• [Aim of the exercise]:
Quote the entries below from the line with "Challenge round — find the plant" through the line with "Challenge round — find the lobed", both ends included, and only those lines.

• [Given data]:

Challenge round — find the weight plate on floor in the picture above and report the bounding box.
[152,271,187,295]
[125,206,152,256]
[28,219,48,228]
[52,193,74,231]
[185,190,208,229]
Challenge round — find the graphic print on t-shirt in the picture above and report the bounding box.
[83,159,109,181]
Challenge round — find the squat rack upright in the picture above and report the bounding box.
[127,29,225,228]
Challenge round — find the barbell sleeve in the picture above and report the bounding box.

--

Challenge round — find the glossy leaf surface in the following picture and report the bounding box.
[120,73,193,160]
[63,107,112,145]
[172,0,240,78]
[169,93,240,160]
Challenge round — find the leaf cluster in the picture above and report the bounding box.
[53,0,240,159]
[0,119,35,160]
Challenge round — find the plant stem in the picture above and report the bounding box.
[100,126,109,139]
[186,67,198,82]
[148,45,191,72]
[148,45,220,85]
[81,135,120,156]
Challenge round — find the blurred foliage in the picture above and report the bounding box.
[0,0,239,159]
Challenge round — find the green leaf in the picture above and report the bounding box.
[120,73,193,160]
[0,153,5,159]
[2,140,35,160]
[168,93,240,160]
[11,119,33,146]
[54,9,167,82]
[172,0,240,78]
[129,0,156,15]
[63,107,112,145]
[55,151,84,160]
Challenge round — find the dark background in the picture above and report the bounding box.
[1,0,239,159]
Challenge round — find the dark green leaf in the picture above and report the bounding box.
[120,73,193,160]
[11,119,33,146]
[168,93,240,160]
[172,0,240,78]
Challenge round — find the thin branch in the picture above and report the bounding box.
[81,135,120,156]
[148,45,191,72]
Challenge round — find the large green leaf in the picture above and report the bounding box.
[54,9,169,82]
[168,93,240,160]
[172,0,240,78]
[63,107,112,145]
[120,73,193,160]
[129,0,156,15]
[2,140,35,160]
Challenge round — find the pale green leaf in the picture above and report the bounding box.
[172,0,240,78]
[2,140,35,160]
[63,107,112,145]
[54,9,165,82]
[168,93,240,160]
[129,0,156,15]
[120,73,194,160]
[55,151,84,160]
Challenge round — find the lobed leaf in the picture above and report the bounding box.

• [Solution below]:
Challenge round — find the plant stem in the picture above and report the bounding box.
[100,126,109,139]
[186,67,198,82]
[148,45,191,72]
[148,45,220,85]
[81,135,120,156]
Challenge round — find the blurred foliage in the picture above and report the bounding box.
[0,0,239,159]
Challenge round — find the green leaf in the picture above and report the bounding box.
[120,73,193,160]
[0,153,5,159]
[2,140,35,160]
[168,93,240,160]
[11,119,33,146]
[54,9,167,82]
[172,0,240,78]
[129,0,156,15]
[63,107,112,145]
[55,151,84,160]
Challenge round — find the dark background in the picture above and report the bounding box.
[1,0,239,159]
Challenge round — find the dark green leaf in the picture above and report the bounding box.
[120,73,193,160]
[11,119,33,146]
[168,93,240,160]
[172,0,240,78]
Challenge round — find the thin branch in the picture above and report the bounding box.
[81,135,120,156]
[148,45,191,72]
Challenge round — find the large green leaf in the picture above and report the bounding box.
[54,9,169,82]
[168,93,240,160]
[172,0,240,78]
[63,107,112,145]
[120,73,193,160]
[129,0,156,15]
[2,140,35,160]
Challenge round — find the pale green leaf in the picture above and report the bounding box.
[172,0,240,78]
[2,140,35,160]
[63,107,112,145]
[54,9,165,82]
[168,93,240,160]
[129,0,156,15]
[120,73,194,160]
[55,151,84,160]
Challenge round — find the lobed leaf in the picture above and report the bounding box.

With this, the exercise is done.